Избранный отрывок:

--------------------

Оставшись один на один с молодыми, Туманишвили многое в своей жизни начал сначала, снова. И сегодня маленький зал тбилисского Театра киноактера — источник новых театральных идей, свежей режиссерской мысли, ярких и неожиданных актерских откровений; волшебная Мастерская, где «колдует», создает свою сказочную театральную планету, «астероид цветов и чудесных растений» художник и садовник, режиссер-учитель Михаил Иванович Туманишвили.
Процесс обновления в театре чаще всего, как правило, связан с появлением молодых коллективов. В наши дни молодежное театральное движение — и любительское и профессиональное — снова на подъеме, снова наблюдается хороший, здоровый, театральный бум. Только в Москве начинают сегодня свою профессиональную жизнь около десятка новых театров-студий. Один из самых плодотворных в этом смысле путей возникновения новых театральных организмов — это когда театр непосредственно рождается в школе, вырастает из школы, из театрального учебного заведения. Когда воспитательные, педагогические усилия Мастера приводят коллектив его учеников к самостоятельным художественным открытиям. Так было в случае с учениками Туманишвили. Так было и с рождением «Современника» в 1956 году, когда О. Н. Ефремов на базе Школы-студии Художественного театра собрал вокруг себя недавних выпускников и старшекурсников в спектакле «Вечно живые» по пьесе В. С. Розова'. Так из дипломного спектакля щукинцев «Добрый человек из Сезуана» Б. Брехта родился Театр на Таганке в 1964 году. Один из интересных сегодня молодых коллективов с яркими, обещающими актерскими индивидуальностями — театр под руководством О. П. Табакова. Только Табакову пришлось, кажется, труднее всех. Ему понадобилось для получения официального статуса театра целых два своих выпуска в ГИТИСе, хотя спектакли в табаковском подвале на улице Чаплыгина у Чистых прудов идут уже несколько лет. В этом же ряду примеров — дорога к своему театру ленинградского режиссера и педагога Л. А. Додина.

--------------------

Выборка данных:
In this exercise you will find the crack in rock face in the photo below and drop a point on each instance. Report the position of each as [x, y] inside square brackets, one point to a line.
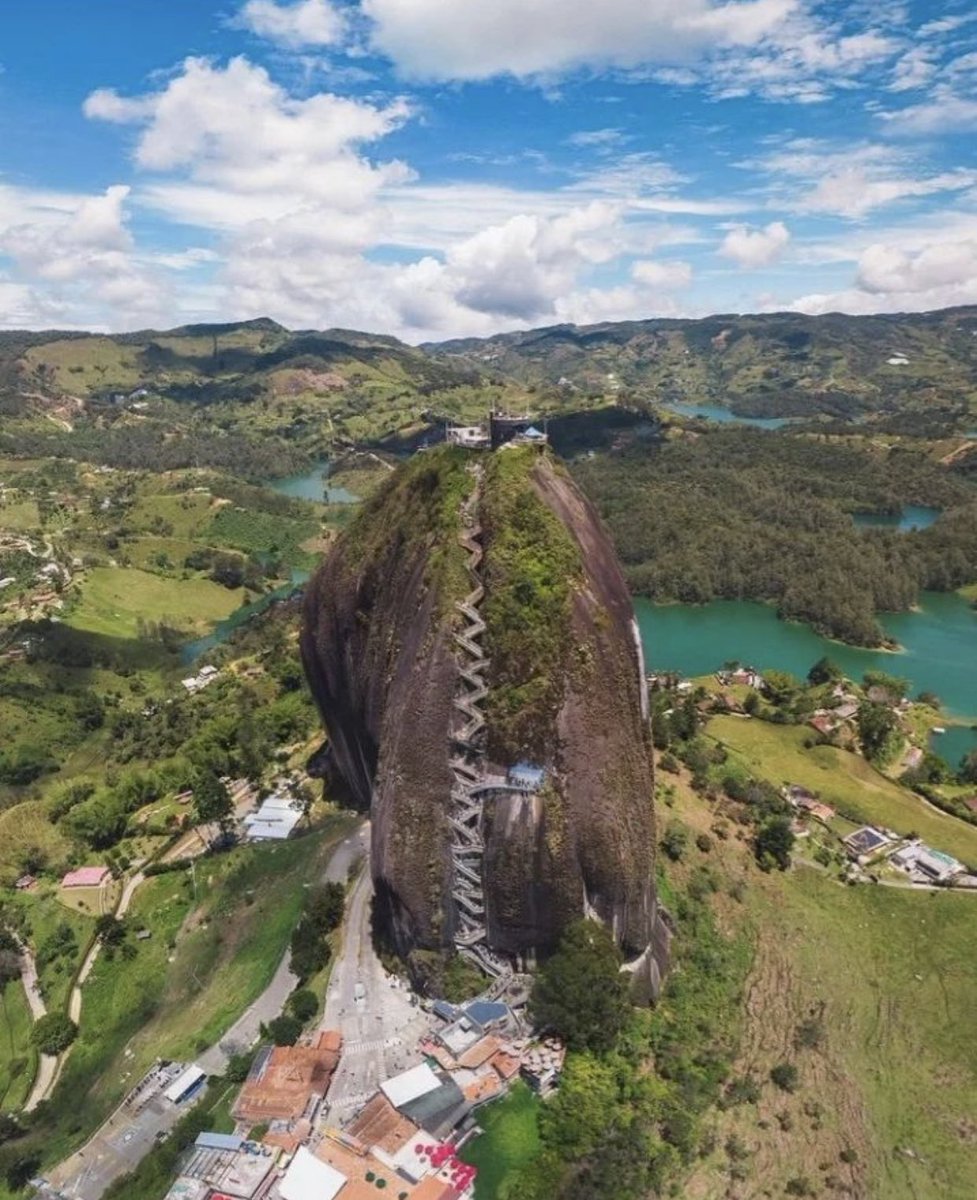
[531, 732]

--------------------

Условие задания: Перепишите дословно часть отрывка о молодых театрах: начните со слов, где есть «Оставшись один на», и остановитесь после слов «Михаил Иванович Туманишвили.». Материал здесь никакой роли не играет.

Решение:
Оставшись один на один с молодыми, Туманишвили многое в своей жизни начал сначала, снова. И сегодня маленький зал тбилисского Театра киноактера — источник новых театральных идей, свежей режиссерской мысли, ярких и неожиданных актерских откровений; волшебная Мастерская, где «колдует», создает свою сказочную театральную планету, «астероид цветов и чудесных растений» художник и садовник, режиссер-учитель Михаил Иванович Туманишвили.